Given exercise>
Reproduce every line from the start of the records through the line holding "x=344, y=269", inclusive, with the requests kept as they are and the pictures omitted. Scale only the answer point coordinates by multiplying each by 2.2 and rounding to the nearest whole number, with halves rounded up.

Data to process>
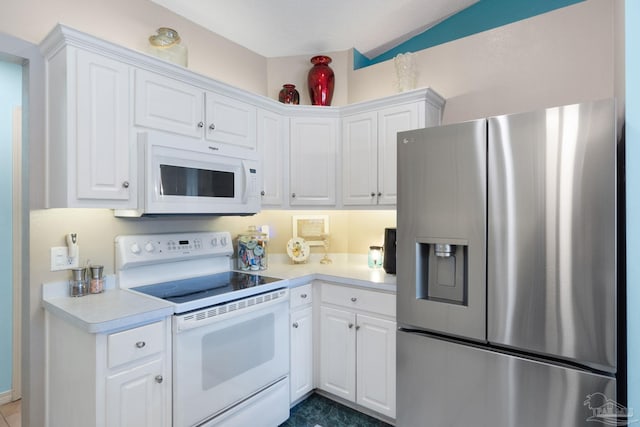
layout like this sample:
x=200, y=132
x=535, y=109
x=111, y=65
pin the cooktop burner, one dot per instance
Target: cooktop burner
x=192, y=289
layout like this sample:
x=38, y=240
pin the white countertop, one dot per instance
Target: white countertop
x=106, y=312
x=117, y=309
x=344, y=269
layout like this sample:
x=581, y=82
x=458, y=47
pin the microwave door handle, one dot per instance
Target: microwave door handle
x=245, y=193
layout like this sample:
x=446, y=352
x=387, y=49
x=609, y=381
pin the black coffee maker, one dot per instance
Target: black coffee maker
x=389, y=262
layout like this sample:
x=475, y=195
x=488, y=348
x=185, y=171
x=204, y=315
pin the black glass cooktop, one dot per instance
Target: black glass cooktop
x=186, y=290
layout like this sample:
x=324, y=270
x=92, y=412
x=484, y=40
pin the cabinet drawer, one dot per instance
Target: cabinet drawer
x=361, y=299
x=300, y=296
x=127, y=346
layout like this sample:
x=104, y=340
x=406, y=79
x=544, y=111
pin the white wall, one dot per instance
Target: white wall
x=633, y=203
x=130, y=23
x=561, y=57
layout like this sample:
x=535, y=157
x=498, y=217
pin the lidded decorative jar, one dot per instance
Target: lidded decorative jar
x=252, y=249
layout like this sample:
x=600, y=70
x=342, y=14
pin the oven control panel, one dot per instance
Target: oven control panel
x=147, y=249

Written answer>
layout like this sample:
x=200, y=132
x=535, y=109
x=111, y=65
pin the cooktop burner, one dot per instance
Target: cooktop burner
x=422, y=636
layout like this sample:
x=38, y=240
pin the white countertop, one dot per instance
Target: white countertop
x=233, y=686
x=257, y=680
x=757, y=592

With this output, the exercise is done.